- Exercise directions -
Render every line of the entries below as a Markdown table with the columns "Row" and "Line", numbering each row and omitting blank lines.

Dataset entries on object locations
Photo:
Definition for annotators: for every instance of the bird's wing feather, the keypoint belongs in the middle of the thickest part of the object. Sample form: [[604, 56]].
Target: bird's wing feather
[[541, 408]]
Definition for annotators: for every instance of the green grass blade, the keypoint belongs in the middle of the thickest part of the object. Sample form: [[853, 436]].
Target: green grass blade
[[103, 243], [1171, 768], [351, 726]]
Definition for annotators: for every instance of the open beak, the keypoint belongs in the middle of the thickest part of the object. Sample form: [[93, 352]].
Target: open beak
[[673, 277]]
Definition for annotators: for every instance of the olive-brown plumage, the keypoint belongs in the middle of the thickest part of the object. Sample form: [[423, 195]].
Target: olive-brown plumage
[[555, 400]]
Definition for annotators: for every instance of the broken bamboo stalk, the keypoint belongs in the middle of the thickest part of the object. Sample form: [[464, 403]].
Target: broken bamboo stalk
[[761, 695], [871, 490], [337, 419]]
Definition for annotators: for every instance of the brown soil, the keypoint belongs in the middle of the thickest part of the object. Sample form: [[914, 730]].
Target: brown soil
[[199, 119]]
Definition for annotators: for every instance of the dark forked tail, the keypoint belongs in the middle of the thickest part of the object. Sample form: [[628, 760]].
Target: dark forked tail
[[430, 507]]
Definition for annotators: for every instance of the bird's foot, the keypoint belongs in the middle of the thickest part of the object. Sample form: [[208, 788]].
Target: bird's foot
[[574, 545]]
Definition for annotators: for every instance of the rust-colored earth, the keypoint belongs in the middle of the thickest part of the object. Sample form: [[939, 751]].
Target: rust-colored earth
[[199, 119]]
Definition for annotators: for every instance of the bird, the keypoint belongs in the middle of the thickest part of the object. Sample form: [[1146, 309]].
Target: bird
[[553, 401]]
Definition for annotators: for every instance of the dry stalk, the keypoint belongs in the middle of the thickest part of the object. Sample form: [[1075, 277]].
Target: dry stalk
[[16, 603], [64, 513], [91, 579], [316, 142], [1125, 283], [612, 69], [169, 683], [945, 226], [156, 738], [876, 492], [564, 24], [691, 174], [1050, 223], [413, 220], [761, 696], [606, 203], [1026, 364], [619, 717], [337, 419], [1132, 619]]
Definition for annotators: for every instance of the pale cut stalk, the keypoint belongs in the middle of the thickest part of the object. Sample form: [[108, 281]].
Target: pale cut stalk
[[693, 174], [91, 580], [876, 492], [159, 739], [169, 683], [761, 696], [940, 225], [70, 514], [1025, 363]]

- Solution to this problem -
| Row | Line |
|---|---|
| 1 | Photo: |
| 2 | Definition for annotators: for every instance of the bird's wing feather, the keypoint belongs in the middle of the thickest part of the object. Sample form: [[604, 56]]. |
| 3 | Target: bird's wing feather |
| 4 | [[541, 408]] |
| 5 | Definition for annotators: for every instance of the green grass blade, the keypoint belongs in the middle of the thickest part of the object. Sample form: [[853, 436]]. |
| 6 | Target: green grass blade |
| 7 | [[103, 243], [1171, 768], [351, 726]] |
| 8 | Definition for annotators: for every instance of the open beak, the keypoint belongs in the middle of the thickest part of the object. Sample form: [[93, 352]]. |
| 9 | Target: open beak |
| 10 | [[673, 277]] |
| 11 | Definition for annotators: for every instance of the olive-brown plumage, the keypoint belongs in the middle of the thickest part of the object. Sample form: [[423, 195]]. |
| 12 | Target: olive-brown plumage |
| 13 | [[555, 400]] |
| 14 | Definition for annotators: for every instance of the broken bamboo stalk, the keypoint belongs in the middle of the thickest part of the object. Sample form: [[464, 403]]. |
| 15 | Target: broken bamboo stalk |
| 16 | [[761, 695], [871, 490], [337, 419]] |
| 17 | Definition for annotators: for every instance of the brown soil, the keypoint belongs in the middle of the thickest part of the object. Sample form: [[914, 730]]. |
| 18 | Target: brown soil |
| 19 | [[199, 119]] |
| 20 | Definition for annotators: for every instance of the dark forked tail, the keypoint belongs in the middle of the thickest part of the object. Sample form: [[628, 760]]. |
| 21 | Target: dark forked tail |
| 22 | [[430, 507]] |
| 23 | Definition for annotators: for every instance of the bird's foot, the keypoint belongs in the middle of the thickest part of the object. Sample form: [[208, 788]]. |
| 24 | Target: bird's foot |
| 25 | [[574, 545]] |
| 26 | Definition for annotators: for every instance of the rust-colored earth, the keypoint belongs in the middle of the thickest part of the object. Sample form: [[939, 751]]. |
| 27 | Target: rust-colored earth |
| 28 | [[199, 119]] |
| 29 | Definition for annotators: for every instance of the bird, the keypoint belongs in the middle of the thickest part of the object. Sample form: [[1146, 309]]. |
| 30 | Target: bird |
| 31 | [[553, 401]] |
| 32 | Definition for annotators: for every instance of the dry stalk, the keypoint belongs in the middle of the thickest part of the object. Sample form: [[1075, 277]]. |
| 33 | Target: dry stalk |
| 34 | [[16, 603], [64, 513], [91, 579], [316, 142], [1125, 283], [612, 69], [169, 683], [945, 226], [156, 738], [876, 492], [564, 24], [691, 174], [1050, 223], [413, 220], [761, 696], [606, 203], [1026, 364], [619, 717], [337, 419], [1132, 619]] |
| 35 | Definition for annotators: for every instance of the pale cut stalk, the keypoint belongs in the middle of the thickest part of the object. Sample form: [[108, 281]]. |
| 36 | Target: pale cut stalk |
| 37 | [[693, 174], [91, 580], [876, 492], [159, 739], [169, 683], [761, 696], [940, 225], [70, 514], [1025, 363]] |